(Records)
= = =

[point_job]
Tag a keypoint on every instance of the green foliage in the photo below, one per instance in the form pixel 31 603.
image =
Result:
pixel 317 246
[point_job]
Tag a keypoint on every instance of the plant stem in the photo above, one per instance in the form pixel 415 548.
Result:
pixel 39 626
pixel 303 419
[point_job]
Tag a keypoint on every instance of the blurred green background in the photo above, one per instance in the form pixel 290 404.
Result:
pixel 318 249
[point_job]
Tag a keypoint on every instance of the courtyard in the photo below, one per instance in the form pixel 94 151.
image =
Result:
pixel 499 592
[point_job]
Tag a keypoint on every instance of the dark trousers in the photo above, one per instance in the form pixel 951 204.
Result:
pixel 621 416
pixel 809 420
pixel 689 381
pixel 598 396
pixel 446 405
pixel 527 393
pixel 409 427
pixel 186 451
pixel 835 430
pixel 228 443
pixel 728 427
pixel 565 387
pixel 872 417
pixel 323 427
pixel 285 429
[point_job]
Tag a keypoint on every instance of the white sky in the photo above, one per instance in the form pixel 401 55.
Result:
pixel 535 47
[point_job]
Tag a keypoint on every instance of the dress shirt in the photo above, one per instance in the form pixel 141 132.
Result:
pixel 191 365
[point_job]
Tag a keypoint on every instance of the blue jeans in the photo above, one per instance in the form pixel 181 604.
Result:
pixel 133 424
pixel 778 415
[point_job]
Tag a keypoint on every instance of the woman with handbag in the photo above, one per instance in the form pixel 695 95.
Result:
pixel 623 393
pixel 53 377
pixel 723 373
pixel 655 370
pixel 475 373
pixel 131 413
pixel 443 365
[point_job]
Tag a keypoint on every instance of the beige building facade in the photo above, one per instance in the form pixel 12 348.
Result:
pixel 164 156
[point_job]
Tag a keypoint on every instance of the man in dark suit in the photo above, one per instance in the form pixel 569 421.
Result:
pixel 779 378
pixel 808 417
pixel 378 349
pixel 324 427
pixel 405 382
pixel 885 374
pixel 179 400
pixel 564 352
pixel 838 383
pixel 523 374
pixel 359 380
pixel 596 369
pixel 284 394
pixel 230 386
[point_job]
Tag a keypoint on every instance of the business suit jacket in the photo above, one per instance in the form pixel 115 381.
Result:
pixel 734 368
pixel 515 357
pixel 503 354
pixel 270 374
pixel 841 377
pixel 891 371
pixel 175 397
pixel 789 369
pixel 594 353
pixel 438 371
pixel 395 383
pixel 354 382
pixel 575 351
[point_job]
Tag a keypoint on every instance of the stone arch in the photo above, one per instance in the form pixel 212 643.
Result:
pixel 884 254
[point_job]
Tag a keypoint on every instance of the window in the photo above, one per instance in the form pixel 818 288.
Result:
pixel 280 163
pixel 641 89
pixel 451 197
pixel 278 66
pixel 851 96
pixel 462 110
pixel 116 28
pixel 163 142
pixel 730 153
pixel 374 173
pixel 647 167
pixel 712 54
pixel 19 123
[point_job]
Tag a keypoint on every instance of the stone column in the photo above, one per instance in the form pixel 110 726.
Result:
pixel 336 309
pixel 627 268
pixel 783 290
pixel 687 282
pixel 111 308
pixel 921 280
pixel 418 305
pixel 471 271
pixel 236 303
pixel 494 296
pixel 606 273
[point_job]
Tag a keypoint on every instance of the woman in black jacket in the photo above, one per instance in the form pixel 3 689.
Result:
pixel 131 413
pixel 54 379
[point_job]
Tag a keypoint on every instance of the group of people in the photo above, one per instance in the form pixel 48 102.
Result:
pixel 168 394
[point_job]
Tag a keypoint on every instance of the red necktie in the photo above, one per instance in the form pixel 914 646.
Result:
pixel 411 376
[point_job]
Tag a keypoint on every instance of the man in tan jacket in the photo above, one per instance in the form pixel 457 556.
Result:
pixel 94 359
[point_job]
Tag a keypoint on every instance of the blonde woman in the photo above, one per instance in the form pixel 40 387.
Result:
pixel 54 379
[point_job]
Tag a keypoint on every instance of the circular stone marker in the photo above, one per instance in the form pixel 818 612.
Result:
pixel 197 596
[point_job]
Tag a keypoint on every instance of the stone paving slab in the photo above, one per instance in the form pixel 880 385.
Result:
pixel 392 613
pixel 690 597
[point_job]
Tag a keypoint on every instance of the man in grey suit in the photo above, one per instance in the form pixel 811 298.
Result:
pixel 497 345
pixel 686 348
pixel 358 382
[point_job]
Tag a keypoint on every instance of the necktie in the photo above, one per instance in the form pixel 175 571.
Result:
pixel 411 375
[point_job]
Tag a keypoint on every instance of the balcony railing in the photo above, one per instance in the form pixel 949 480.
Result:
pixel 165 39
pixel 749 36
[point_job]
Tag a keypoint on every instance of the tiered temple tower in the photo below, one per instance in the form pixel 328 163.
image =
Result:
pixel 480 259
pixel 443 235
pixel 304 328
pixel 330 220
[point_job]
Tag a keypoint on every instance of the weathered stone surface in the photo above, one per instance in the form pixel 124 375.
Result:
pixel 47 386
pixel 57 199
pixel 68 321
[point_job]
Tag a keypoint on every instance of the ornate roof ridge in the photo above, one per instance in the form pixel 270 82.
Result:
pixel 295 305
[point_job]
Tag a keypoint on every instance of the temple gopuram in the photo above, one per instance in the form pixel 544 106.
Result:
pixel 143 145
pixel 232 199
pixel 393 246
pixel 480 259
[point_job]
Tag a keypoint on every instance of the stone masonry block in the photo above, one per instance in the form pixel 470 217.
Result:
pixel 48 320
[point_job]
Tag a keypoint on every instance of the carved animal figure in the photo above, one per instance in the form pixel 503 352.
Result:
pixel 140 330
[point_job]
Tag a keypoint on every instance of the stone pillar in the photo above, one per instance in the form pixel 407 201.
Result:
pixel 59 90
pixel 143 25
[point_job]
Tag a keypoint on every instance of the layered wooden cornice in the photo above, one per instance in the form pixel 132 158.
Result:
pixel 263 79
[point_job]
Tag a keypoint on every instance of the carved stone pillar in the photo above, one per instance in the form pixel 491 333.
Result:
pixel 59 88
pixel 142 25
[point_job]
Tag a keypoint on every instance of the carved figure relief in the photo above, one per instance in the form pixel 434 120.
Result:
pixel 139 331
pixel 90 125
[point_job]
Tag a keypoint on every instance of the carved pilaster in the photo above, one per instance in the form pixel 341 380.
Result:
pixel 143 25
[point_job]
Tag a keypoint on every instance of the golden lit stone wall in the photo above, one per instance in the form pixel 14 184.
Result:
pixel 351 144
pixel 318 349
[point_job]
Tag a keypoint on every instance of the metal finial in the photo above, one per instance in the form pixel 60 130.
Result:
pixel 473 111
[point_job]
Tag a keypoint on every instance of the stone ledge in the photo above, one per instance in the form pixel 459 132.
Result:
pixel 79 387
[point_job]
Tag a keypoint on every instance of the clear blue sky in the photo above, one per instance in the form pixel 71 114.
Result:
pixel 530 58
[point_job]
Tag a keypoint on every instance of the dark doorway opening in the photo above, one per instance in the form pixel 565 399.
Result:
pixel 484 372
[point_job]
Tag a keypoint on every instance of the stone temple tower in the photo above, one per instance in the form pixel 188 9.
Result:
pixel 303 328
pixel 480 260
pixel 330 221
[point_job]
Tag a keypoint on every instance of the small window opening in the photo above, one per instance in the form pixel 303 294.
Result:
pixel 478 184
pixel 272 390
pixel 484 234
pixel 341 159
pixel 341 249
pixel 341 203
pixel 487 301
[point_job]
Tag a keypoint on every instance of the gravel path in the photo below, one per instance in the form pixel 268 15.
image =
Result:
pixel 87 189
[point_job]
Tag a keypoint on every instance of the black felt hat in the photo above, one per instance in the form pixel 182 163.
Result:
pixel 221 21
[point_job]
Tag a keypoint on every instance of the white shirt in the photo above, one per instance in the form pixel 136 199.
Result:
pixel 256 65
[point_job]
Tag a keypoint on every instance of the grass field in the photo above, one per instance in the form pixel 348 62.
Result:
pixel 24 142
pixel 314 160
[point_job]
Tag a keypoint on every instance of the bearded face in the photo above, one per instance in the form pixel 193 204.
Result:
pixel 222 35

= = =

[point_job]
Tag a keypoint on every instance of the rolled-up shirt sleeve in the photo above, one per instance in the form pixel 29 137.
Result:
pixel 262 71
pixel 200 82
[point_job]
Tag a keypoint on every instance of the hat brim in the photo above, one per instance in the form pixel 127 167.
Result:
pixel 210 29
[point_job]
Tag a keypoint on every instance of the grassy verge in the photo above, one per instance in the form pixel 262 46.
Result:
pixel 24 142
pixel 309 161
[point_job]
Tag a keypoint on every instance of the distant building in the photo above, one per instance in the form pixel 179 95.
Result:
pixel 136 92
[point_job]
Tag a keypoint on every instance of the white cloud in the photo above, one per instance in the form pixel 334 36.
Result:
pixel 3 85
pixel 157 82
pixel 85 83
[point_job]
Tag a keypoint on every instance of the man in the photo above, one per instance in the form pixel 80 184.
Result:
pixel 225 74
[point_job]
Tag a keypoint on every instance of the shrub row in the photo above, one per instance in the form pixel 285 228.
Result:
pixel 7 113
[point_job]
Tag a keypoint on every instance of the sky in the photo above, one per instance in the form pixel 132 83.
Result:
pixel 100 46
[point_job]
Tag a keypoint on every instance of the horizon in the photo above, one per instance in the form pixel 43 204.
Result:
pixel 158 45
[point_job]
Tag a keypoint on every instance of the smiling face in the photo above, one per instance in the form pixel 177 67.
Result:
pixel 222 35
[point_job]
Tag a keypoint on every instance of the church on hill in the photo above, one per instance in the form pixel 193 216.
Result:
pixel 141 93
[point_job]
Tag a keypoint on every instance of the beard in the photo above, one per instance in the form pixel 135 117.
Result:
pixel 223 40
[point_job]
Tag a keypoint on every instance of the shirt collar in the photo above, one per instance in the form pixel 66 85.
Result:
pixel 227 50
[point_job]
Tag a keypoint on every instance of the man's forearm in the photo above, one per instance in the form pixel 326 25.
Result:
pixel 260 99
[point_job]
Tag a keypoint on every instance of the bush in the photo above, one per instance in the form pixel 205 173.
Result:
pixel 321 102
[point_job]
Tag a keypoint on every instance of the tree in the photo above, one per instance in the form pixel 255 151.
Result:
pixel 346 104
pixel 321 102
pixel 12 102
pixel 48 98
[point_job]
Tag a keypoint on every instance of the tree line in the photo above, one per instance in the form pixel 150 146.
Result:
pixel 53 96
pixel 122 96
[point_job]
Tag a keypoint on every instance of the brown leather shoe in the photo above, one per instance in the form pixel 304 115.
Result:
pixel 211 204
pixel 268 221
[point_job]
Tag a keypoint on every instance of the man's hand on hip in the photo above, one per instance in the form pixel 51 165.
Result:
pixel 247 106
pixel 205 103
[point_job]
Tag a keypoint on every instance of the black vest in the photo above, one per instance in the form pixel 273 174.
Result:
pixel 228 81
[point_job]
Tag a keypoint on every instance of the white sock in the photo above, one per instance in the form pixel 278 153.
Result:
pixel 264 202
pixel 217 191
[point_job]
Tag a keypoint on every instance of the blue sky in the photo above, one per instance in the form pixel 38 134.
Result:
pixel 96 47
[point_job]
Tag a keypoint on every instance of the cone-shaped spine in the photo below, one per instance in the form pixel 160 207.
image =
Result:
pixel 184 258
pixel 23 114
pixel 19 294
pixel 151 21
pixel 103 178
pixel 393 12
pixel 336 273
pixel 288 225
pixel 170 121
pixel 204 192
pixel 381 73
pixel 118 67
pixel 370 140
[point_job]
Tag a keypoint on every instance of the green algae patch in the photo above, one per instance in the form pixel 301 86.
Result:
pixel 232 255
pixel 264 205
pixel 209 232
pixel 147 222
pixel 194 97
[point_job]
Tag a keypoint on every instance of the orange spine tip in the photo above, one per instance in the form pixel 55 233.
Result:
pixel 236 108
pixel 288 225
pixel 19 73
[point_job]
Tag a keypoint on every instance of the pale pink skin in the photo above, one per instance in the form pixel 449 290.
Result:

= = =

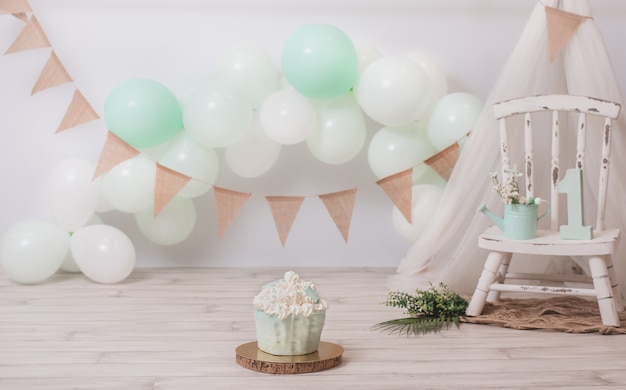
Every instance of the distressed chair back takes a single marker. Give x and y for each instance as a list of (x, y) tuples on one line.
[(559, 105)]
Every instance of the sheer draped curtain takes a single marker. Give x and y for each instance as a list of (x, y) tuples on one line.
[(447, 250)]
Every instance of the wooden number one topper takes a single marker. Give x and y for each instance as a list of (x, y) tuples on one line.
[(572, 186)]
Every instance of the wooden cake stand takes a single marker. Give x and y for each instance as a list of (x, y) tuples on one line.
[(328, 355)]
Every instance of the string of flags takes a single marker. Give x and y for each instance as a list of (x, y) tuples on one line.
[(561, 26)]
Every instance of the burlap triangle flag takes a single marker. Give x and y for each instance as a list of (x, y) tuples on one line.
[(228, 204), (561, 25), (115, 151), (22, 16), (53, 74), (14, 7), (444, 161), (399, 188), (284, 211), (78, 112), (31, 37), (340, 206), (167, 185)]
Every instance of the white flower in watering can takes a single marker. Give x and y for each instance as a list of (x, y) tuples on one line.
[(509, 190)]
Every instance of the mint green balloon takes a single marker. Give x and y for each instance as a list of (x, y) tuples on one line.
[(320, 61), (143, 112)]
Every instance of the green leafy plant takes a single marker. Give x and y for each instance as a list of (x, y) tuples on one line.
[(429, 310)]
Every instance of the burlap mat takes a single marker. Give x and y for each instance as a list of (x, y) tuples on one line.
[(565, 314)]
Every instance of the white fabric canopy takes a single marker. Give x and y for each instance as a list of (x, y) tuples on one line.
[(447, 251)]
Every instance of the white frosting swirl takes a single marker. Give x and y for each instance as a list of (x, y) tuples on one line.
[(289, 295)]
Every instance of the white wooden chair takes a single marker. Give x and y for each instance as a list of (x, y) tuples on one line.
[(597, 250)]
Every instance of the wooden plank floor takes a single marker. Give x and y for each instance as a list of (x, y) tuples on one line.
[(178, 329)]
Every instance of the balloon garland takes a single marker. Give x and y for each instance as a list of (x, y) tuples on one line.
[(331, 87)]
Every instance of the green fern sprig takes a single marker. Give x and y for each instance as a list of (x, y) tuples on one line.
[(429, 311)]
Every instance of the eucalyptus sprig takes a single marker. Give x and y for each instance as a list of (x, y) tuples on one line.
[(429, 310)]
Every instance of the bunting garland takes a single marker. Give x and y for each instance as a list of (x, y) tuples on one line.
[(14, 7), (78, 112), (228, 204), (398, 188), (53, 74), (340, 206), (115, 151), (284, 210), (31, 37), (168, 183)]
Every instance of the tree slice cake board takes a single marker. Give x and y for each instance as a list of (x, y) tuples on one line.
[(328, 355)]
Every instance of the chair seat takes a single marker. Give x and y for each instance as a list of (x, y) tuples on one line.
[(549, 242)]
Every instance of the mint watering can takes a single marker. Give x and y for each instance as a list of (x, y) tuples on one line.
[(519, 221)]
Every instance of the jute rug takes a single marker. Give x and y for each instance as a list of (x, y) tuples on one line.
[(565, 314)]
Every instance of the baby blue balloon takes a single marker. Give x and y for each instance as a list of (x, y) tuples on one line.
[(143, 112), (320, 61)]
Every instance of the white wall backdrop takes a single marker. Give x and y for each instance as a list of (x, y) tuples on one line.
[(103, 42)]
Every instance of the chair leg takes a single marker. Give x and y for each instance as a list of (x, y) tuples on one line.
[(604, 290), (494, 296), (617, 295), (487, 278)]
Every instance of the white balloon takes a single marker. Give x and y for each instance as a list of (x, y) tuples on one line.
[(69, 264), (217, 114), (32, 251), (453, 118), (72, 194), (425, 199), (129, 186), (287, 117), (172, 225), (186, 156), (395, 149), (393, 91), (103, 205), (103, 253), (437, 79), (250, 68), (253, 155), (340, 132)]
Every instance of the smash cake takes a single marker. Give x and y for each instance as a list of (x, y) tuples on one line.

= = =

Pick out every line in the records above that contains the word "necktie" and copy each one in full.

> **CORRECT RESPONSE**
Tag a keypoint on every instance of the red necktie in the photo above, one per instance in the form pixel 914 646.
Tag a keypoint on every instance of the necktie in the photo above, one per instance in the form pixel 175 571.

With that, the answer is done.